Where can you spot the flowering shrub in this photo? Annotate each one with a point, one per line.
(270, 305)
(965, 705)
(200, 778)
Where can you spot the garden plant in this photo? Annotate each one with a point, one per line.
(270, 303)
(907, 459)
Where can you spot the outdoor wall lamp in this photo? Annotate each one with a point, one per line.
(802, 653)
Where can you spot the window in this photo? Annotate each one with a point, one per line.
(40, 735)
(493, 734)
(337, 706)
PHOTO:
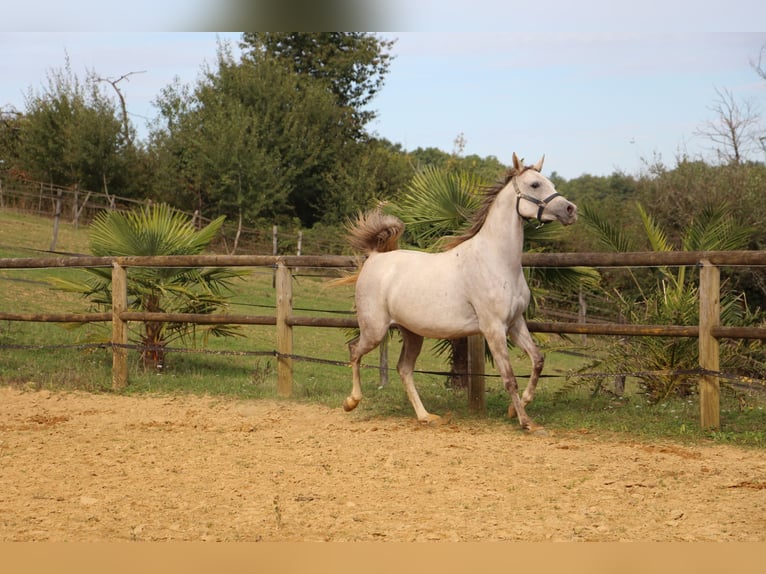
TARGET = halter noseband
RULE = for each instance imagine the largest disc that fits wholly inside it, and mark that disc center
(540, 203)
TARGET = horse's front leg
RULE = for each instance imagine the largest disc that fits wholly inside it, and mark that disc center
(520, 336)
(496, 339)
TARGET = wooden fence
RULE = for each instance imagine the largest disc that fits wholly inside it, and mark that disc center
(708, 331)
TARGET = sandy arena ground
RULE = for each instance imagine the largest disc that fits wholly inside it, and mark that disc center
(81, 467)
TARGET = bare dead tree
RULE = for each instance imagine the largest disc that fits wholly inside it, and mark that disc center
(123, 106)
(734, 130)
(760, 65)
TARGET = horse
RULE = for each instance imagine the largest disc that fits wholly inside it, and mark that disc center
(476, 285)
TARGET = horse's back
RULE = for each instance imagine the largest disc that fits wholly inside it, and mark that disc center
(420, 291)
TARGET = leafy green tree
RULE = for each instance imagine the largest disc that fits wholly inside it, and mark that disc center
(257, 140)
(352, 65)
(158, 230)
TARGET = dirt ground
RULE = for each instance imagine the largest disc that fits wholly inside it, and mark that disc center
(80, 467)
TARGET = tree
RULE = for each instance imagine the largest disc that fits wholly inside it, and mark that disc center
(352, 65)
(268, 138)
(158, 230)
(70, 133)
(733, 131)
(257, 140)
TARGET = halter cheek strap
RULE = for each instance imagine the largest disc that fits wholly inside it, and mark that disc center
(540, 203)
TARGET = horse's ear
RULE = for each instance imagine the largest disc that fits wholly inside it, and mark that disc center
(517, 163)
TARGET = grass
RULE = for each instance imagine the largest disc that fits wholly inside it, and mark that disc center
(243, 367)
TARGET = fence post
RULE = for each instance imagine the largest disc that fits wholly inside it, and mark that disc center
(119, 327)
(710, 316)
(476, 363)
(284, 286)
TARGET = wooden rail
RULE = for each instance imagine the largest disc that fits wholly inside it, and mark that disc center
(708, 331)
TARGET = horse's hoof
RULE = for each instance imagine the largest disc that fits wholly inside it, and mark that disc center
(535, 430)
(432, 420)
(349, 404)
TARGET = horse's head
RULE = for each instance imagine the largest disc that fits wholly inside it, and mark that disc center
(536, 196)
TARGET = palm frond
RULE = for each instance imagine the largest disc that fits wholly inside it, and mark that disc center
(438, 203)
(658, 239)
(607, 233)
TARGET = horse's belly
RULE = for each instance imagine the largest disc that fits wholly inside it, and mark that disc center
(434, 316)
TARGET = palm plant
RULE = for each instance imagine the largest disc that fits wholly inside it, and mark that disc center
(673, 298)
(158, 230)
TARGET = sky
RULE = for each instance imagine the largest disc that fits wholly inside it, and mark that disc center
(603, 87)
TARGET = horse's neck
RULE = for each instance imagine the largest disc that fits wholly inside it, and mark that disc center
(502, 238)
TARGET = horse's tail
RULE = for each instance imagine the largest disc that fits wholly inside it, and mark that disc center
(375, 231)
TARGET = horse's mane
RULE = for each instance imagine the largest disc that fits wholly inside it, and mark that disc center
(479, 217)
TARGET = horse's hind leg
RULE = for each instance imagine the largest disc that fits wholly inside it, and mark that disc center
(363, 344)
(411, 346)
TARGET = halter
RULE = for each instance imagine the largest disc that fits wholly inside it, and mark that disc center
(540, 203)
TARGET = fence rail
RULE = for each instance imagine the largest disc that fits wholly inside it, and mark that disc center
(708, 331)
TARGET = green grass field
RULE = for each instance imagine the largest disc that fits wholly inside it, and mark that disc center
(37, 355)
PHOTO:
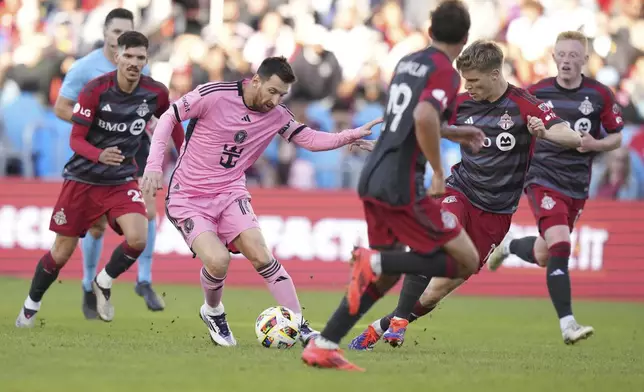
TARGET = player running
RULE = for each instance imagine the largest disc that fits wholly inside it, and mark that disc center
(558, 179)
(231, 124)
(398, 209)
(96, 63)
(485, 188)
(100, 176)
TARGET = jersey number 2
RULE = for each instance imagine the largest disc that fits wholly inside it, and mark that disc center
(399, 98)
(135, 195)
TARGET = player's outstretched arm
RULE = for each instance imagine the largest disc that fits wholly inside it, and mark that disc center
(313, 140)
(69, 92)
(153, 176)
(64, 108)
(559, 133)
(428, 134)
(465, 135)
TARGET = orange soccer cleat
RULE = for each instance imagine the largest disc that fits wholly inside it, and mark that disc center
(327, 358)
(361, 276)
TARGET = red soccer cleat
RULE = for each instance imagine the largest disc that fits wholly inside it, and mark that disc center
(361, 276)
(327, 359)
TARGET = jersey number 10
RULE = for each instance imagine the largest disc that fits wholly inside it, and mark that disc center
(399, 98)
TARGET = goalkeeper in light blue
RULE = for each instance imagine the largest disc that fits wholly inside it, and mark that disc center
(96, 63)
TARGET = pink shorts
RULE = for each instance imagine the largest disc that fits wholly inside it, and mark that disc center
(225, 214)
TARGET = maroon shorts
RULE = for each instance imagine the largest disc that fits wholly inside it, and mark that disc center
(486, 229)
(79, 205)
(423, 226)
(551, 208)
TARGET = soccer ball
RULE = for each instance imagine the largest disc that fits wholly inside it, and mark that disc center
(277, 327)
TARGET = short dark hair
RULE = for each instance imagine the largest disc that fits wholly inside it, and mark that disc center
(119, 13)
(481, 55)
(450, 22)
(132, 39)
(276, 66)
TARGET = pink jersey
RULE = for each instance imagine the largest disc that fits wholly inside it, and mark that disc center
(225, 138)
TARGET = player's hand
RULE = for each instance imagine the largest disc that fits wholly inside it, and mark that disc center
(111, 156)
(588, 143)
(366, 145)
(468, 136)
(536, 126)
(365, 130)
(151, 182)
(437, 189)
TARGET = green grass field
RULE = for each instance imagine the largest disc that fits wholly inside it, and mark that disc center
(470, 344)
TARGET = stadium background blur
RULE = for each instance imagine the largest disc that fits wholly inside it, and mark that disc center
(343, 53)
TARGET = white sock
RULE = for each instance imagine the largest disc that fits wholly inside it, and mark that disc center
(104, 280)
(325, 344)
(31, 304)
(376, 326)
(564, 321)
(376, 265)
(216, 311)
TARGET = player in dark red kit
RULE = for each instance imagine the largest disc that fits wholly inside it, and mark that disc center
(558, 179)
(109, 120)
(484, 188)
(399, 212)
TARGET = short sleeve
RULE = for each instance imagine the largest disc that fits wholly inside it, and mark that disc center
(163, 102)
(611, 114)
(289, 127)
(194, 104)
(533, 106)
(74, 81)
(441, 89)
(85, 108)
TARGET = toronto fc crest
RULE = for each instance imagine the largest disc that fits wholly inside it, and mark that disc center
(586, 107)
(60, 218)
(506, 122)
(143, 109)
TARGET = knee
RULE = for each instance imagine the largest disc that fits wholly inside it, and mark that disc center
(216, 263)
(98, 229)
(467, 263)
(559, 254)
(385, 282)
(137, 240)
(258, 255)
(431, 298)
(62, 251)
(151, 210)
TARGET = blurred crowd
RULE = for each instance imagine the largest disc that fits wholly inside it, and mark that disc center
(343, 53)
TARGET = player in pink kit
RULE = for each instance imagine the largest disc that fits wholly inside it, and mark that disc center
(231, 124)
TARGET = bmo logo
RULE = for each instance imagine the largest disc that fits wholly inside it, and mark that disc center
(505, 141)
(112, 127)
(583, 125)
(136, 128)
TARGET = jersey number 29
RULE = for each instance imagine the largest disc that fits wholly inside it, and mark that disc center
(399, 98)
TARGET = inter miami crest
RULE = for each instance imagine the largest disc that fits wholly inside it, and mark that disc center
(240, 137)
(188, 225)
(506, 122)
(143, 109)
(586, 107)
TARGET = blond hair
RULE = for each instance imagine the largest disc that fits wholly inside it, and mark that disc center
(482, 56)
(574, 36)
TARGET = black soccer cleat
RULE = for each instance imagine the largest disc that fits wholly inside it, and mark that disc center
(153, 301)
(89, 305)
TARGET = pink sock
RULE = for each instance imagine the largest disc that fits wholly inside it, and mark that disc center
(213, 288)
(280, 284)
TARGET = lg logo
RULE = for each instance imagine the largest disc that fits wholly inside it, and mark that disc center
(583, 125)
(82, 111)
(504, 141)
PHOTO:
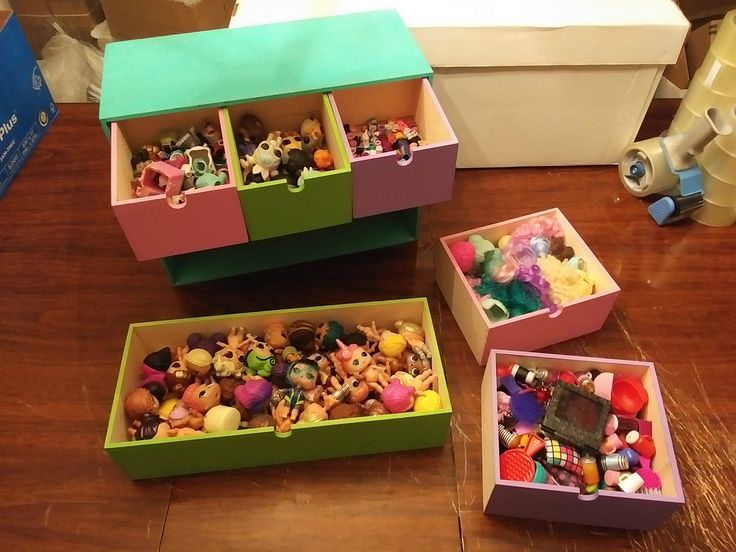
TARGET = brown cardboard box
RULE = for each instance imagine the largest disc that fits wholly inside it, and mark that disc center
(700, 9)
(143, 18)
(76, 17)
(678, 73)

# [What you have to do]
Set down word for word the lines from the first entry through the line with "TARGET = sandy arena ground", both included, omitting pictures.

# [Task result]
Where can you spot the flowering shrub in this photo? Annotate each one with a point, one per line.
(270, 305)
(965, 705)
(200, 778)
Where can you spot the garden plant in this photo? Annotate each one with a point, one per line.
(270, 303)
(907, 459)
Where can you spot the outdoor wall lamp in this photo? Annotate each one with a point, one per line.
(802, 653)
Where can you spot the window in this photo? Annotate each one with a point, one per line.
(40, 735)
(493, 734)
(337, 706)
PHOTO:
TARGET = halter noseband
RULE = for each instance imagine the largest disc that fits wholly inside it, and mark that disc center
(540, 203)
TARGET = horse's front leg
RULE = for each instance imagine the largest disc that fits wholly inside it, and mark that disc center
(520, 336)
(496, 339)
TARGET = wooden fence
RULE = for each instance imagine the largest disc that fits wholly inside it, and mark that disc center
(708, 331)
TARGET = sandy arena ground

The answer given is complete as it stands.